[Stored dataset items]
* * * * *
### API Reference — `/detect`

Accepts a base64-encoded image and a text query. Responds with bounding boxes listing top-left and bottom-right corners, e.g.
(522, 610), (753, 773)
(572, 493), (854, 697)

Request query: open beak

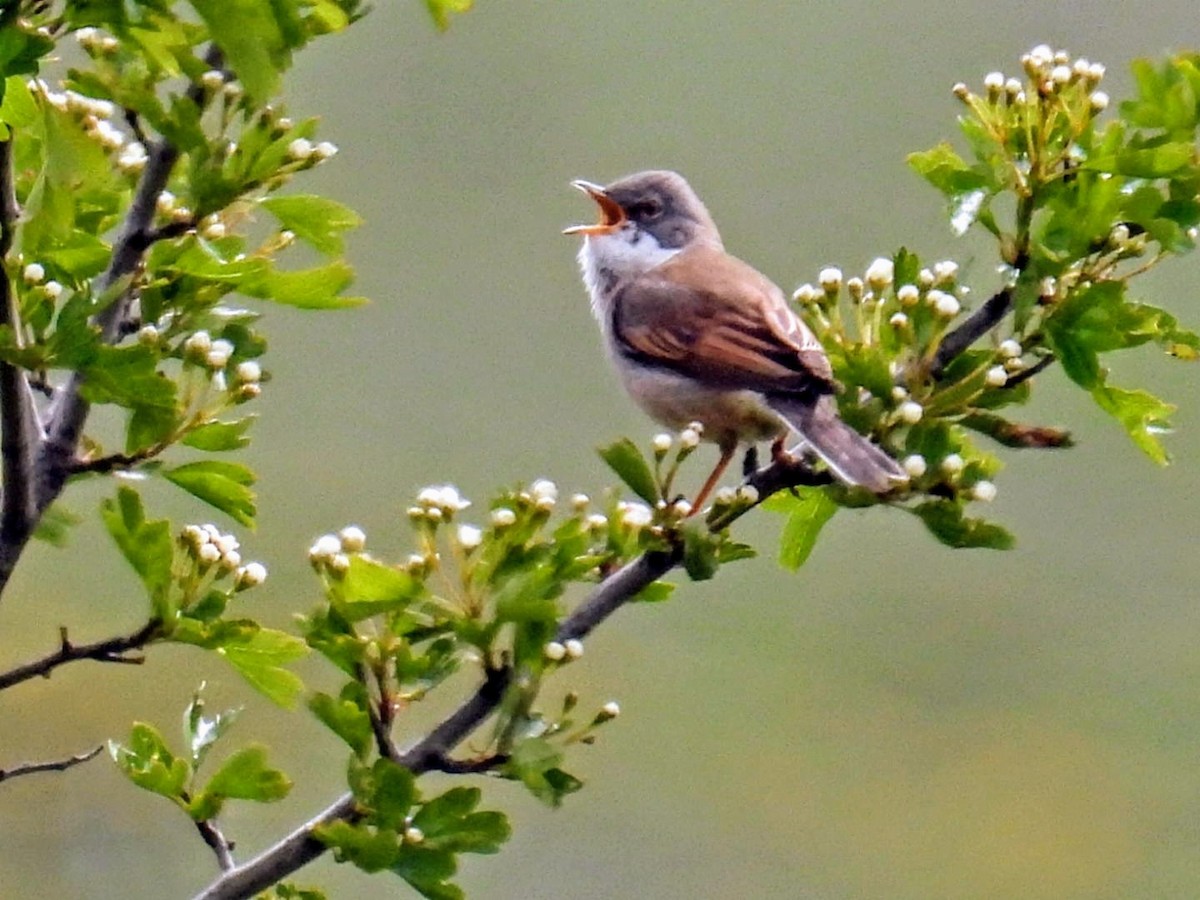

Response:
(563, 179), (626, 236)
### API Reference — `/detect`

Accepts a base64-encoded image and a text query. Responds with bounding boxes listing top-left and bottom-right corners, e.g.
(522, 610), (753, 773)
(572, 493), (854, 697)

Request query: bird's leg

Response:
(741, 445), (759, 478)
(770, 435), (792, 464)
(691, 443), (736, 513)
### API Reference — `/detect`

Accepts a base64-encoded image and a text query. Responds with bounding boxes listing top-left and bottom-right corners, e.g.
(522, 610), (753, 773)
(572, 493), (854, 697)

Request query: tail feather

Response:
(770, 394), (907, 493)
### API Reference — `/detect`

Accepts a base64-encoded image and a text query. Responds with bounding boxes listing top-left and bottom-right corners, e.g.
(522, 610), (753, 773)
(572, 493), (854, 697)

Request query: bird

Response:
(564, 169), (907, 510)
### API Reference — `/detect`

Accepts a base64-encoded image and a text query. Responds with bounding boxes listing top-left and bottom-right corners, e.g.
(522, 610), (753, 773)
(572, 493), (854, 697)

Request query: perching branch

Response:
(0, 621), (161, 692)
(192, 456), (828, 900)
(0, 138), (40, 570)
(195, 817), (237, 872)
(931, 286), (1014, 376)
(0, 744), (102, 785)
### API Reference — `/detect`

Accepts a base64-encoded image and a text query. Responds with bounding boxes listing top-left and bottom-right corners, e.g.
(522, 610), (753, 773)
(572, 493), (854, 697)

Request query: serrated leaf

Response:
(764, 488), (838, 570)
(911, 500), (1014, 550)
(333, 555), (423, 622)
(907, 142), (990, 197)
(349, 758), (417, 830)
(164, 460), (257, 527)
(100, 486), (174, 615)
(392, 846), (462, 900)
(195, 745), (291, 817)
(0, 74), (37, 128)
(1092, 383), (1175, 464)
(597, 438), (659, 503)
(314, 820), (401, 873)
(215, 627), (308, 707)
(33, 502), (81, 547)
(190, 0), (292, 102)
(308, 683), (373, 759)
(412, 787), (510, 855)
(239, 260), (367, 309)
(183, 417), (255, 452)
(184, 689), (240, 770)
(681, 523), (719, 581)
(108, 722), (191, 803)
(504, 737), (581, 808)
(261, 194), (362, 256)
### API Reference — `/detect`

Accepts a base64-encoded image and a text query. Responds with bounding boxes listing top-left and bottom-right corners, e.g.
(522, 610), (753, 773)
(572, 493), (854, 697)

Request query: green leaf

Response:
(413, 787), (511, 855)
(425, 0), (474, 31)
(392, 846), (462, 900)
(766, 488), (838, 570)
(333, 555), (424, 622)
(681, 523), (719, 581)
(0, 74), (37, 128)
(182, 417), (256, 452)
(189, 0), (292, 102)
(215, 627), (308, 707)
(308, 683), (373, 759)
(1112, 142), (1194, 178)
(79, 345), (176, 411)
(193, 745), (291, 819)
(239, 260), (367, 310)
(100, 487), (174, 614)
(907, 142), (990, 197)
(184, 689), (240, 770)
(631, 580), (675, 603)
(261, 195), (362, 256)
(164, 460), (257, 527)
(504, 737), (582, 807)
(1092, 383), (1175, 464)
(911, 500), (1014, 550)
(597, 438), (659, 503)
(33, 502), (82, 547)
(314, 820), (401, 873)
(349, 758), (418, 830)
(108, 722), (191, 803)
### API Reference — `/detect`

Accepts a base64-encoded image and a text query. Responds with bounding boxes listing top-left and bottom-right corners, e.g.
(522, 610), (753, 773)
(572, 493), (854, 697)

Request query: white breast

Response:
(577, 228), (680, 336)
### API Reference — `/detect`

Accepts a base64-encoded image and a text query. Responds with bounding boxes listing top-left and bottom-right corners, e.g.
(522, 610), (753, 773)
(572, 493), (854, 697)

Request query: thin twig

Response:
(0, 139), (40, 562)
(931, 286), (1014, 376)
(1003, 353), (1055, 389)
(0, 620), (161, 692)
(0, 745), (103, 784)
(195, 818), (237, 872)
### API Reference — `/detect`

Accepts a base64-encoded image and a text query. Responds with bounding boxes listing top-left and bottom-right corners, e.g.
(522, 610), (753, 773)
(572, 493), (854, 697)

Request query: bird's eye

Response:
(630, 198), (664, 221)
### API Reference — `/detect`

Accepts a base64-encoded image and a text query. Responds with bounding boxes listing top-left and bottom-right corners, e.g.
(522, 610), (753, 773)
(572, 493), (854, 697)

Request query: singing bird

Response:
(565, 170), (906, 509)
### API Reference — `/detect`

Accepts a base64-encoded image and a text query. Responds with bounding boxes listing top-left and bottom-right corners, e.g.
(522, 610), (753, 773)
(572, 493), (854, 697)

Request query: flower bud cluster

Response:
(182, 523), (266, 588)
(308, 526), (367, 575)
(409, 484), (471, 523)
(543, 638), (585, 664)
(286, 137), (339, 165)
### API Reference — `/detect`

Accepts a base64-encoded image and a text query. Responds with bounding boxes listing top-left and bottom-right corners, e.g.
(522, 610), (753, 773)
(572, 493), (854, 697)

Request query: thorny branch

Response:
(0, 745), (102, 785)
(0, 621), (161, 692)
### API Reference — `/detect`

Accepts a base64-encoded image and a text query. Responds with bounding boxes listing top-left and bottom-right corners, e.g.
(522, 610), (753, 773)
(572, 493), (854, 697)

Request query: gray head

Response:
(564, 170), (723, 251)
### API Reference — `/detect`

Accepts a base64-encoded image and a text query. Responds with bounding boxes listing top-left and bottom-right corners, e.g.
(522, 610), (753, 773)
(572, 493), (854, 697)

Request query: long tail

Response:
(769, 394), (907, 493)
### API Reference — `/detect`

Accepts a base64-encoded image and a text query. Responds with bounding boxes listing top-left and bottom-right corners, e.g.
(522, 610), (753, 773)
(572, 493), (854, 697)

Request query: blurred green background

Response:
(2, 2), (1200, 897)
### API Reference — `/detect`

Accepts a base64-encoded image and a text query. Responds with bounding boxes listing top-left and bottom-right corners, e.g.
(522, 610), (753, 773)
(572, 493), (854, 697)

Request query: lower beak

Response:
(563, 179), (626, 235)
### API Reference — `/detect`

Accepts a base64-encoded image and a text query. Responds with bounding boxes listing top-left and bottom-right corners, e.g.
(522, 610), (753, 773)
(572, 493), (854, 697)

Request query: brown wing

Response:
(612, 244), (834, 395)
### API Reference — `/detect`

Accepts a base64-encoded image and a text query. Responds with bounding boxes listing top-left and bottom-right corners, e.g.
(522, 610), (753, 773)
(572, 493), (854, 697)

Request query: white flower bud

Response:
(586, 513), (608, 531)
(652, 433), (673, 454)
(940, 453), (965, 476)
(679, 427), (701, 449)
(571, 493), (590, 511)
(1089, 91), (1109, 113)
(235, 562), (267, 589)
(223, 81), (243, 99)
(736, 484), (759, 504)
(714, 486), (737, 505)
(985, 366), (1008, 388)
(286, 138), (313, 160)
(40, 280), (63, 300)
(221, 549), (242, 570)
(329, 553), (351, 574)
(792, 283), (819, 304)
(896, 284), (920, 307)
(198, 542), (221, 564)
(564, 638), (584, 660)
(618, 502), (653, 528)
(1087, 62), (1106, 82)
(206, 339), (234, 370)
(897, 400), (923, 425)
(404, 827), (424, 845)
(888, 312), (909, 329)
(846, 277), (865, 301)
(1050, 65), (1072, 86)
(818, 267), (843, 292)
(929, 290), (960, 318)
(184, 330), (212, 359)
(235, 360), (261, 384)
(998, 339), (1022, 359)
(672, 499), (693, 518)
(491, 507), (516, 527)
(182, 524), (207, 546)
(530, 479), (558, 502)
(917, 268), (935, 289)
(543, 641), (566, 662)
(601, 700), (621, 718)
(137, 323), (159, 346)
(308, 533), (341, 562)
(155, 191), (176, 215)
(865, 257), (894, 290)
(338, 525), (366, 552)
(22, 263), (45, 284)
(1004, 77), (1023, 98)
(201, 219), (226, 240)
(902, 454), (927, 478)
(456, 524), (483, 550)
(971, 480), (997, 502)
(314, 141), (339, 160)
(200, 70), (225, 91)
(933, 260), (959, 283)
* * * * *
* TASK DETAILS
Go through the records above and copy each line where "bird" is found.

* ANSWER BOX
Request query: bird's leg
Request query: bird
Request query: bird's eye
Request query: singing bird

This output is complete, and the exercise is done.